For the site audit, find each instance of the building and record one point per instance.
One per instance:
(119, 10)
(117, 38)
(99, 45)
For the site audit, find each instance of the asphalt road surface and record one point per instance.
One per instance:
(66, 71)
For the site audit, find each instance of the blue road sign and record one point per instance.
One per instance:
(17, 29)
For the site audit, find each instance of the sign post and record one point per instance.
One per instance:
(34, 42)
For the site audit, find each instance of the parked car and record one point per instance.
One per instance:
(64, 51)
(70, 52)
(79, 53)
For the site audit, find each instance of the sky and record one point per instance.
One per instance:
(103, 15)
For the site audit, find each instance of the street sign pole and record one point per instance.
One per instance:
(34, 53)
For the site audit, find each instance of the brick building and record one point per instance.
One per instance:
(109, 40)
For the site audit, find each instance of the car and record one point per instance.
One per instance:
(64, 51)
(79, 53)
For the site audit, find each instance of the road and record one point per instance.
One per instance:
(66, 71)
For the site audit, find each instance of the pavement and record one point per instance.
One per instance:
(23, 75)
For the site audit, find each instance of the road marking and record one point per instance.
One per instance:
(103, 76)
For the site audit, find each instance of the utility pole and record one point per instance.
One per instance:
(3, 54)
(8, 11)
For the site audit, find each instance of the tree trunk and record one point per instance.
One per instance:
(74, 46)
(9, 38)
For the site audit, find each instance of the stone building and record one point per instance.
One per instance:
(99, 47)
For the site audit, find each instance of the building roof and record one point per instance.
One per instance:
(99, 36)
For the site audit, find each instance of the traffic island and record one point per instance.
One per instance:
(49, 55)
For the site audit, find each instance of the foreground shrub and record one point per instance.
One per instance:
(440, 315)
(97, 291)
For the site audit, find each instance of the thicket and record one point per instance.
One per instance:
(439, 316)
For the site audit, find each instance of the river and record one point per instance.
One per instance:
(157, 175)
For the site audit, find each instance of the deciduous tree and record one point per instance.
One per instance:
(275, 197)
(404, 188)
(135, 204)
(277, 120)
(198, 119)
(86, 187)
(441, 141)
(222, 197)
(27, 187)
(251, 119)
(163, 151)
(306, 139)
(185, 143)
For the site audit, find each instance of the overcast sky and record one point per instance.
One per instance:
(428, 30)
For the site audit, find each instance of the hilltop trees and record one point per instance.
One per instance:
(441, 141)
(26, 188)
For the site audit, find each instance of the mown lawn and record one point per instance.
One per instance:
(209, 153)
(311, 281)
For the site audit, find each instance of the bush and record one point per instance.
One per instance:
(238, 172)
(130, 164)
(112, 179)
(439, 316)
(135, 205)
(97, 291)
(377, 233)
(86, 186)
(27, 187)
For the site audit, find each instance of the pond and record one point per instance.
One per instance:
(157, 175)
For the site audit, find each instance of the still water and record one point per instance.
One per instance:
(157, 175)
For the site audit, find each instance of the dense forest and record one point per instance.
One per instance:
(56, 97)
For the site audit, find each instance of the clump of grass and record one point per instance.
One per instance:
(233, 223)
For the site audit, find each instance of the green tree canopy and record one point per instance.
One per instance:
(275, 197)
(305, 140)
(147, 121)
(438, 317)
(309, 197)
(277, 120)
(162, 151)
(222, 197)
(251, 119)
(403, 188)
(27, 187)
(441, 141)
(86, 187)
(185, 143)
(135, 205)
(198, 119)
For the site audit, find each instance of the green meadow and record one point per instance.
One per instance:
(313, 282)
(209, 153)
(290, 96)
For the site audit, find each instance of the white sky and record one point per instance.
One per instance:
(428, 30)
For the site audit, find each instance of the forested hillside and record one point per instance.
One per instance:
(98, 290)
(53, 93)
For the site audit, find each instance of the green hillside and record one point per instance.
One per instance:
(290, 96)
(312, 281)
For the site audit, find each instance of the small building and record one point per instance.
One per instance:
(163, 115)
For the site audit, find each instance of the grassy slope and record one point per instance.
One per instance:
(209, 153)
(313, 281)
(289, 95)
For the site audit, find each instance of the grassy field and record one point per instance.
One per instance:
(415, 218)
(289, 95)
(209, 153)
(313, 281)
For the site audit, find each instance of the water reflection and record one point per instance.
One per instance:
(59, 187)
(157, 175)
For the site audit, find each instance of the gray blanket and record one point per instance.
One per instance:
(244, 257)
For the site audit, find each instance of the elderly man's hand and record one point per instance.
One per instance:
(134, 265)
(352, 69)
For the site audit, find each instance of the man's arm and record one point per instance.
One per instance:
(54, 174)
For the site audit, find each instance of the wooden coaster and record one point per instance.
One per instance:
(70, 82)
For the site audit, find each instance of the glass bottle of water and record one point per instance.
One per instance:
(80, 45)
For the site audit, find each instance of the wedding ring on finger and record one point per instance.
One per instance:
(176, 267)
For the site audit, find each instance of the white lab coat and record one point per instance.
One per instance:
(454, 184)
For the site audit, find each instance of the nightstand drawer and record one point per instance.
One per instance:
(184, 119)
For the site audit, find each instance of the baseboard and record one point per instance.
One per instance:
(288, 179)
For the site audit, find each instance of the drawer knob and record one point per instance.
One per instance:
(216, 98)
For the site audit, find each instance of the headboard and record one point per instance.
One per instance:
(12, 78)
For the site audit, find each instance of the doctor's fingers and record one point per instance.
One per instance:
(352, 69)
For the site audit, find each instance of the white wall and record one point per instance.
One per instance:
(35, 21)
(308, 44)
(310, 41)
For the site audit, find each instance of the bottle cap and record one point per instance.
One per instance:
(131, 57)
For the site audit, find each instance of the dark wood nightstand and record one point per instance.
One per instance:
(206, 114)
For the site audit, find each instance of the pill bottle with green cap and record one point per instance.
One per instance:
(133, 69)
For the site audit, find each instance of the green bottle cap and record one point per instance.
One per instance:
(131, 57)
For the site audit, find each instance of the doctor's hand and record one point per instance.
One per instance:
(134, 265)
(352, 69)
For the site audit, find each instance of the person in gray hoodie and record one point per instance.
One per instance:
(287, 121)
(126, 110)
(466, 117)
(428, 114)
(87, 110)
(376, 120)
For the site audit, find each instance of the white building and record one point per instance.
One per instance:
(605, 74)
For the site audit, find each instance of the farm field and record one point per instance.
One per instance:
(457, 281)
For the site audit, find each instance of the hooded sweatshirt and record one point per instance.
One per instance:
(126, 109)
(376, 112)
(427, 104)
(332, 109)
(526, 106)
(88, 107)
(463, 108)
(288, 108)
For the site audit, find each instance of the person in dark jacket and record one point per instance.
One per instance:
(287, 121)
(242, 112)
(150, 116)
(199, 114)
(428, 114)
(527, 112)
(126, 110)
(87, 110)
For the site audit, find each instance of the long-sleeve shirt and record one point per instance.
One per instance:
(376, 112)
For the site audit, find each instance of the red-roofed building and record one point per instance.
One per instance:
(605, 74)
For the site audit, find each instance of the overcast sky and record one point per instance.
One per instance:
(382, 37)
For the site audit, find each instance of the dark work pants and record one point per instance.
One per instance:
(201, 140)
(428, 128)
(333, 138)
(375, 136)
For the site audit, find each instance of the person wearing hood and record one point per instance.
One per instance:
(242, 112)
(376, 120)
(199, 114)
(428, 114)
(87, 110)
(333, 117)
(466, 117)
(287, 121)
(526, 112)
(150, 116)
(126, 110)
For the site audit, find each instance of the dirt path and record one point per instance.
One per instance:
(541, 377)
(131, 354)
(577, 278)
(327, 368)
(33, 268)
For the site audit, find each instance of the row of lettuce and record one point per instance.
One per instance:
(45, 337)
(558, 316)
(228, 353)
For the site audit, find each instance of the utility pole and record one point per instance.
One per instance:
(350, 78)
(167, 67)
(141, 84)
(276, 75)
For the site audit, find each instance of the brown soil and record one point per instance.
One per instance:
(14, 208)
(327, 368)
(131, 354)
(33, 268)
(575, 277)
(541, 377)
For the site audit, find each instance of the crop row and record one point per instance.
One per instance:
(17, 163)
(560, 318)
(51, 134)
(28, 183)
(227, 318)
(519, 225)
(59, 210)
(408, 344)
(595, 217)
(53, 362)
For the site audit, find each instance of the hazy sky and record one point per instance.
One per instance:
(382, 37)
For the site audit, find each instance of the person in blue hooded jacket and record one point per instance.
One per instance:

====================

INSTRUCTIONS TO FOLLOW: Determine how many lines in the listing include the string "water", and answer with that number alone.

OUTPUT: 3